**BRIEF**
Retype, without changes or pictures, only the lines that begin at the one containing "Target: dog leash" and end at the last line of the records that follow.

**Data extracted from a collection**
● ● ● ● ● ● ●

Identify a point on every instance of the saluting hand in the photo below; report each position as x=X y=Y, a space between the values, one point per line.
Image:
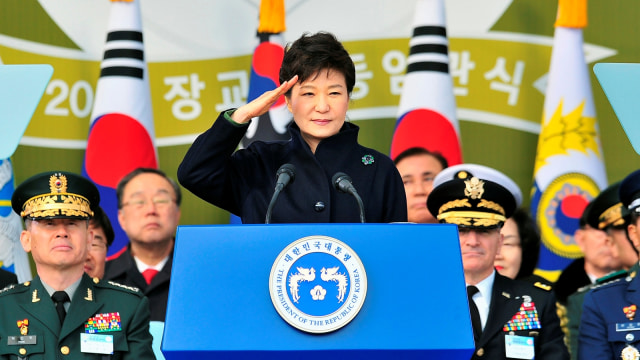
x=263 y=103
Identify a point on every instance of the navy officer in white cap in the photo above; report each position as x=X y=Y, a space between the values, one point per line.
x=511 y=319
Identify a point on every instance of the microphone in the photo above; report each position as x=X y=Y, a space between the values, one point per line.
x=285 y=175
x=343 y=183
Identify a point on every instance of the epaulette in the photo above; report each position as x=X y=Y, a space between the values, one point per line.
x=9 y=289
x=585 y=288
x=115 y=285
x=611 y=282
x=614 y=275
x=542 y=286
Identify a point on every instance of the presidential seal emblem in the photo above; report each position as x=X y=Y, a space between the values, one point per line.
x=318 y=284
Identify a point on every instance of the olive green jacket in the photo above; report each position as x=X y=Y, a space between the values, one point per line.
x=46 y=338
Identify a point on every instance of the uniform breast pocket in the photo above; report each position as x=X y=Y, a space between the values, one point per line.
x=120 y=343
x=16 y=347
x=623 y=333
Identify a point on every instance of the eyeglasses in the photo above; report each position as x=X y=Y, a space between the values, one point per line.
x=98 y=246
x=158 y=201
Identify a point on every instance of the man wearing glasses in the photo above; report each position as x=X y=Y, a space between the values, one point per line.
x=149 y=213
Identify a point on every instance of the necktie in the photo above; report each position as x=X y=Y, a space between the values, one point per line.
x=473 y=311
x=149 y=274
x=59 y=298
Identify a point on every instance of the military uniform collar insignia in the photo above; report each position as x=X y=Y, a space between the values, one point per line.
x=34 y=296
x=89 y=296
x=630 y=311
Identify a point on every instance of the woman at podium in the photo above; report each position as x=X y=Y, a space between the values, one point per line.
x=321 y=174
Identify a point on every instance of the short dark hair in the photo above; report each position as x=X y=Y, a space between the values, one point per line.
x=312 y=53
x=417 y=150
x=125 y=180
x=529 y=241
x=101 y=220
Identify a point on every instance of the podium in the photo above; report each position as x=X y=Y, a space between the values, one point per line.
x=220 y=305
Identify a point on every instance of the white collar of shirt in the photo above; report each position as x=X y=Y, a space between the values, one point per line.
x=70 y=291
x=483 y=297
x=142 y=266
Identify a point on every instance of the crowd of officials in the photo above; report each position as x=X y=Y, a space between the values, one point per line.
x=81 y=306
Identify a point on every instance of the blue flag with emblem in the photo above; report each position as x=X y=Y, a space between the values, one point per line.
x=569 y=167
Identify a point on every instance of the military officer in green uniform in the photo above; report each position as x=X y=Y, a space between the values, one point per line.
x=63 y=313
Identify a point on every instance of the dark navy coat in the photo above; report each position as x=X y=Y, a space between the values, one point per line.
x=124 y=270
x=507 y=297
x=605 y=328
x=243 y=182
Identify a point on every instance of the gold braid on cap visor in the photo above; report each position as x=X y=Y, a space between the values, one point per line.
x=61 y=204
x=611 y=216
x=472 y=218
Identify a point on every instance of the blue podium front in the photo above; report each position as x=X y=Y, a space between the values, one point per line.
x=220 y=304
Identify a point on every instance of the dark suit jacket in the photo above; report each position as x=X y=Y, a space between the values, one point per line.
x=32 y=302
x=7 y=278
x=506 y=299
x=123 y=270
x=242 y=182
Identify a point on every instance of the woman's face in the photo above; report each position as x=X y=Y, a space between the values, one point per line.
x=319 y=106
x=509 y=259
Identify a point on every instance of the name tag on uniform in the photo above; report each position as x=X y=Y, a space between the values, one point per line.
x=519 y=347
x=628 y=326
x=22 y=340
x=96 y=343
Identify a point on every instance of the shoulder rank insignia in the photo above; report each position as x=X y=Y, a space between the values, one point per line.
x=542 y=286
x=132 y=288
x=23 y=325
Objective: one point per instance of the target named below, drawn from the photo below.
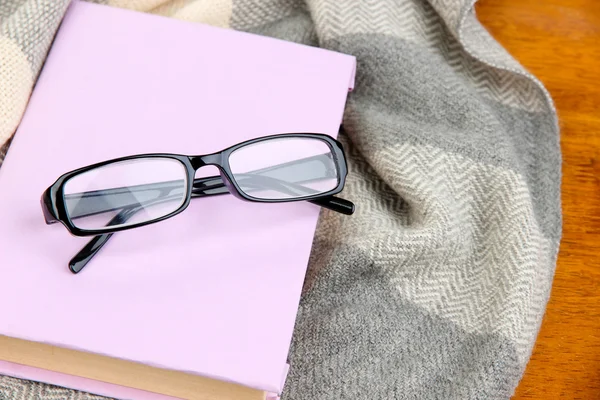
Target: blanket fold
(436, 287)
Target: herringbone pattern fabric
(436, 287)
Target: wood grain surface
(559, 42)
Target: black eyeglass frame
(55, 210)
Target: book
(178, 310)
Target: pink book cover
(213, 291)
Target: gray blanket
(436, 287)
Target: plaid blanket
(436, 287)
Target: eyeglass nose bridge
(207, 159)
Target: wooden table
(559, 42)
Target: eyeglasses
(129, 192)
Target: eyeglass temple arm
(200, 189)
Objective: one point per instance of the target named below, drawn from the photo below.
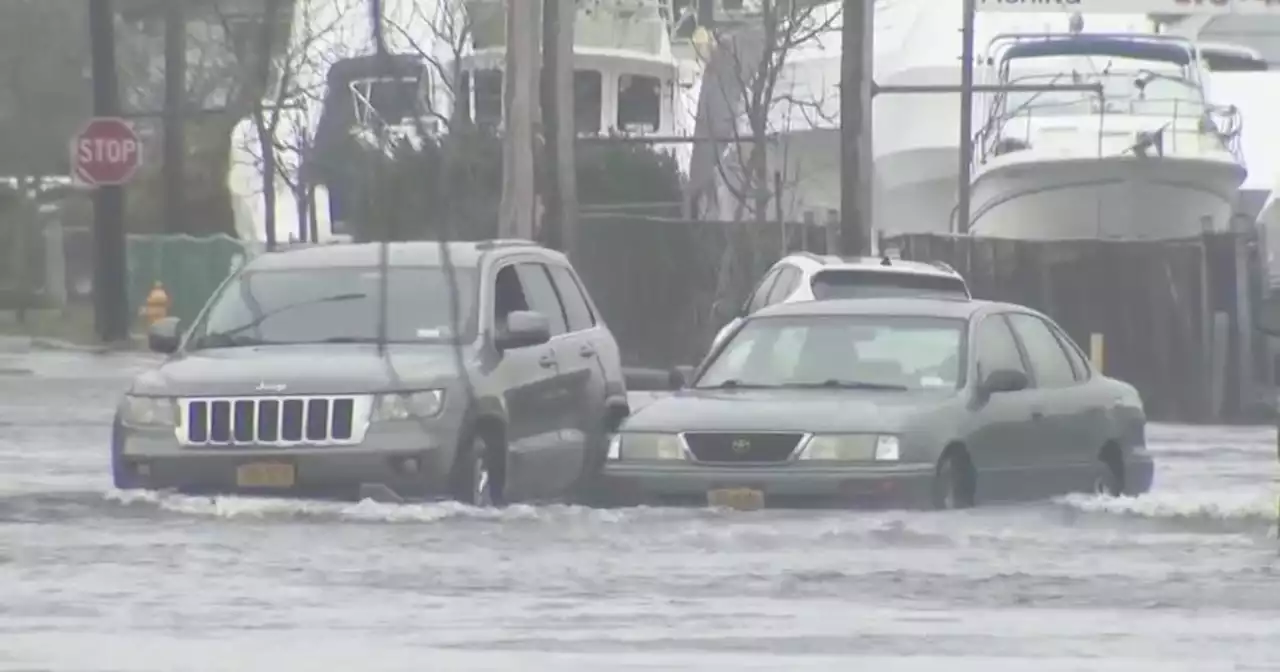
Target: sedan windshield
(336, 306)
(848, 283)
(855, 352)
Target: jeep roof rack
(498, 243)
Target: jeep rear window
(849, 283)
(337, 305)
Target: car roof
(400, 254)
(899, 306)
(813, 263)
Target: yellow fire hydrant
(156, 306)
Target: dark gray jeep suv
(493, 379)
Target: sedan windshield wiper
(849, 384)
(732, 383)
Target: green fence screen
(190, 269)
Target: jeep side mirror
(1267, 316)
(525, 328)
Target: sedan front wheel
(952, 481)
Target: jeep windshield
(338, 305)
(858, 283)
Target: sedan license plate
(265, 475)
(736, 498)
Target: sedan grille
(745, 447)
(274, 421)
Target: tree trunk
(174, 115)
(516, 219)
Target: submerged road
(1184, 579)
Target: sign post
(106, 152)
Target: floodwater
(1184, 579)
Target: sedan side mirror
(525, 328)
(163, 336)
(1267, 318)
(1005, 380)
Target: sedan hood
(784, 410)
(327, 369)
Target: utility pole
(110, 301)
(174, 114)
(560, 218)
(855, 127)
(516, 213)
(963, 204)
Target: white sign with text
(1136, 7)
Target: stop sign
(105, 152)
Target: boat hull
(1120, 197)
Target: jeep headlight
(853, 448)
(149, 411)
(647, 446)
(408, 405)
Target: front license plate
(265, 475)
(736, 498)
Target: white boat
(626, 82)
(915, 137)
(1147, 159)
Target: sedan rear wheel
(1107, 480)
(952, 483)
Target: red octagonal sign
(105, 152)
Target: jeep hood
(325, 369)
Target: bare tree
(288, 54)
(755, 82)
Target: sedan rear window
(849, 283)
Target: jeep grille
(274, 420)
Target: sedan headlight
(408, 405)
(647, 446)
(149, 411)
(853, 448)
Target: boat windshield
(1129, 86)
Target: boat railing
(1173, 119)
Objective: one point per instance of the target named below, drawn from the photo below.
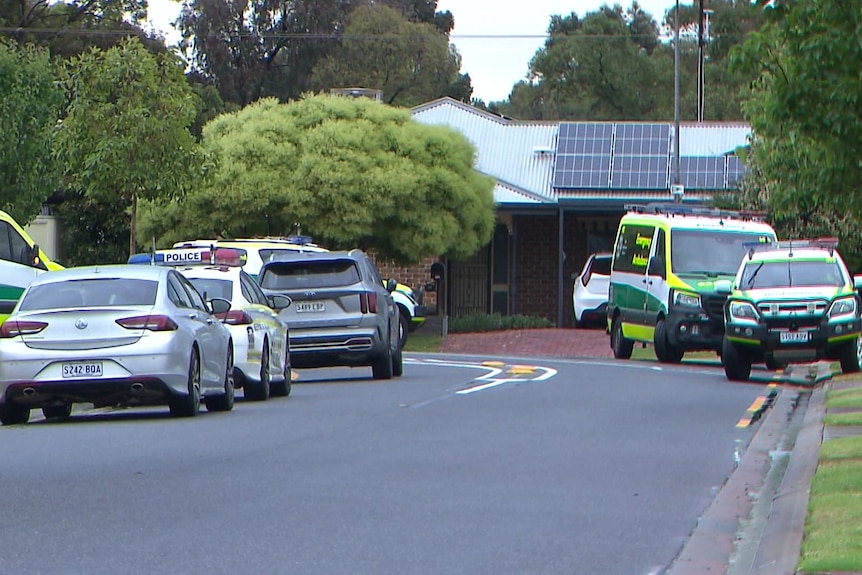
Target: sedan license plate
(88, 369)
(793, 337)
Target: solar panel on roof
(582, 172)
(583, 155)
(640, 172)
(735, 170)
(584, 138)
(642, 139)
(702, 172)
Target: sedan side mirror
(219, 305)
(279, 302)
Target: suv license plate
(793, 337)
(92, 369)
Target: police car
(791, 302)
(261, 340)
(412, 312)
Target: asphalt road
(457, 467)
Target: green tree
(804, 107)
(126, 136)
(262, 48)
(30, 104)
(351, 172)
(409, 62)
(617, 64)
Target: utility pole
(676, 179)
(701, 41)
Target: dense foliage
(126, 134)
(805, 109)
(351, 172)
(30, 104)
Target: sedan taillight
(235, 317)
(368, 302)
(15, 327)
(150, 322)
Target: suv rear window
(300, 275)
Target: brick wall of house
(415, 276)
(536, 260)
(535, 282)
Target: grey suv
(342, 314)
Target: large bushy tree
(351, 172)
(126, 135)
(30, 104)
(805, 110)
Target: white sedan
(116, 335)
(261, 338)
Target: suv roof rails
(825, 243)
(702, 211)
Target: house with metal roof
(561, 188)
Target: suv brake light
(368, 302)
(14, 328)
(150, 322)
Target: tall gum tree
(126, 134)
(351, 172)
(30, 104)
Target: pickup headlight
(683, 298)
(742, 310)
(843, 306)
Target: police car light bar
(827, 243)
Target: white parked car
(261, 339)
(115, 335)
(590, 290)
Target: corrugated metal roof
(712, 138)
(518, 153)
(521, 155)
(506, 194)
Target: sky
(496, 38)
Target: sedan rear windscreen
(211, 287)
(90, 293)
(302, 275)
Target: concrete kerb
(809, 374)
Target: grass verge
(833, 528)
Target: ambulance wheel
(622, 347)
(664, 351)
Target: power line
(314, 36)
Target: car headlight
(843, 306)
(743, 310)
(683, 298)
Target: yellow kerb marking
(521, 369)
(758, 403)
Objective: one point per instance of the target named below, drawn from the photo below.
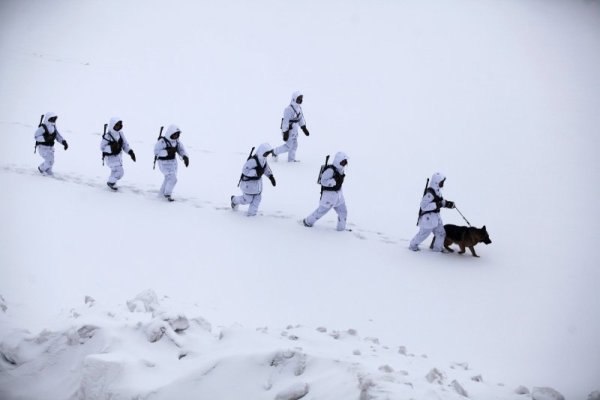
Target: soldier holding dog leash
(429, 215)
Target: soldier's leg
(323, 208)
(342, 212)
(170, 171)
(116, 173)
(243, 199)
(293, 146)
(284, 148)
(440, 236)
(47, 154)
(419, 238)
(254, 203)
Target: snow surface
(500, 96)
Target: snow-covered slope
(501, 97)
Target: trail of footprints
(152, 193)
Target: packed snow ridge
(149, 350)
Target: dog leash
(462, 215)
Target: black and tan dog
(464, 237)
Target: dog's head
(484, 236)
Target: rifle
(156, 157)
(424, 192)
(322, 169)
(103, 134)
(40, 124)
(249, 157)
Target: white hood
(262, 149)
(113, 122)
(47, 116)
(434, 183)
(171, 130)
(339, 157)
(295, 95)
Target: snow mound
(150, 349)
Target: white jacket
(51, 126)
(113, 136)
(293, 117)
(432, 219)
(254, 186)
(334, 197)
(160, 148)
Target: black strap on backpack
(436, 199)
(339, 180)
(156, 157)
(249, 157)
(260, 170)
(49, 138)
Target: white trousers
(289, 147)
(438, 231)
(115, 163)
(169, 170)
(252, 199)
(47, 153)
(329, 200)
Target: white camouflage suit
(169, 167)
(431, 222)
(47, 151)
(115, 161)
(331, 198)
(252, 188)
(293, 118)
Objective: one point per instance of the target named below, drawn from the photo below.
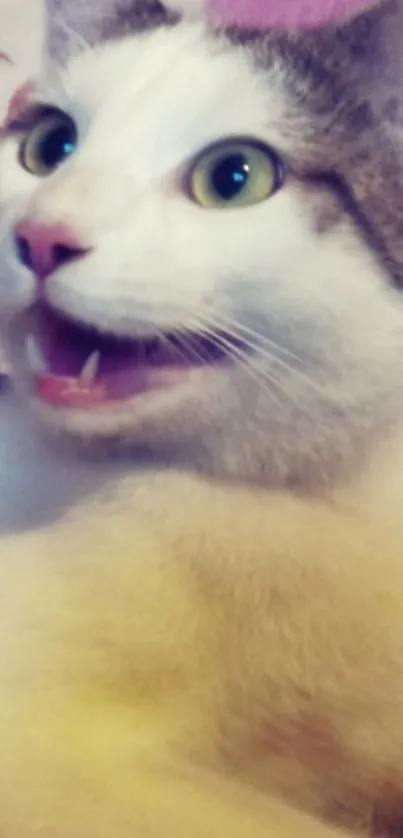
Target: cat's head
(202, 244)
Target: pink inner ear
(283, 14)
(19, 100)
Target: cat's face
(201, 251)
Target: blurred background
(21, 23)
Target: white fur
(319, 304)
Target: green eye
(235, 173)
(52, 139)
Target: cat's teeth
(89, 371)
(36, 360)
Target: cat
(201, 288)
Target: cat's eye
(235, 173)
(49, 142)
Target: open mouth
(74, 365)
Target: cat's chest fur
(255, 632)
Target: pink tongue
(69, 391)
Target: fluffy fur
(234, 602)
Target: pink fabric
(284, 14)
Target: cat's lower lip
(76, 366)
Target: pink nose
(45, 248)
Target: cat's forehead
(178, 84)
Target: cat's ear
(73, 24)
(70, 24)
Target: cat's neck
(39, 483)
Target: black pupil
(57, 144)
(230, 176)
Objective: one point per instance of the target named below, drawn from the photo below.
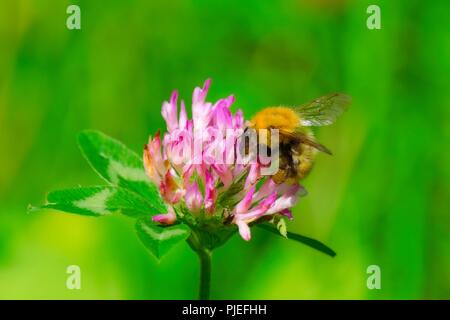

● ● ● ● ● ● ●

**RESPONSE FOR THIS EXERCISE**
Target: dog leash
(462, 215)
Target: black and tan dog
(464, 237)
Target: dog's head
(484, 236)
Target: rifle
(156, 157)
(424, 192)
(322, 169)
(103, 134)
(40, 124)
(249, 157)
Target: white hood
(262, 149)
(113, 122)
(47, 116)
(434, 183)
(171, 130)
(339, 157)
(295, 95)
Target: snow mound
(150, 349)
Target: white jacket
(51, 126)
(113, 136)
(293, 117)
(432, 219)
(254, 186)
(334, 197)
(160, 148)
Target: black strap on backpack
(436, 199)
(339, 180)
(156, 157)
(249, 157)
(260, 170)
(49, 138)
Target: white trousers
(289, 147)
(438, 231)
(115, 163)
(169, 170)
(252, 199)
(47, 153)
(329, 200)
Target: white camouflage suit
(169, 167)
(431, 222)
(47, 151)
(115, 161)
(331, 198)
(252, 188)
(293, 118)
Objective: one point per instance of the target named below, drawn from the photo below.
Target: cat's head
(202, 244)
Target: pink inner ear
(283, 14)
(19, 100)
Target: cat's face
(201, 251)
Target: blurred background
(21, 23)
Target: white fur
(319, 304)
Target: green eye
(235, 173)
(52, 139)
Target: cat's teeth
(89, 371)
(36, 360)
Target: cat
(201, 288)
Target: cat's eye
(235, 173)
(49, 142)
Target: open mouth
(74, 365)
Target: cat's chest fur
(255, 632)
Target: pink tongue
(69, 391)
Target: fluffy fur
(234, 602)
Target: pink fabric
(284, 14)
Target: cat's lower lip
(76, 366)
Target: pink nose
(45, 248)
Target: cat's forehead
(178, 84)
Target: cat's ear
(73, 24)
(70, 24)
Target: cat's neck
(39, 483)
Target: black pupil
(57, 144)
(230, 176)
Objective: one point per instance of the target named below, drawn from the photo below.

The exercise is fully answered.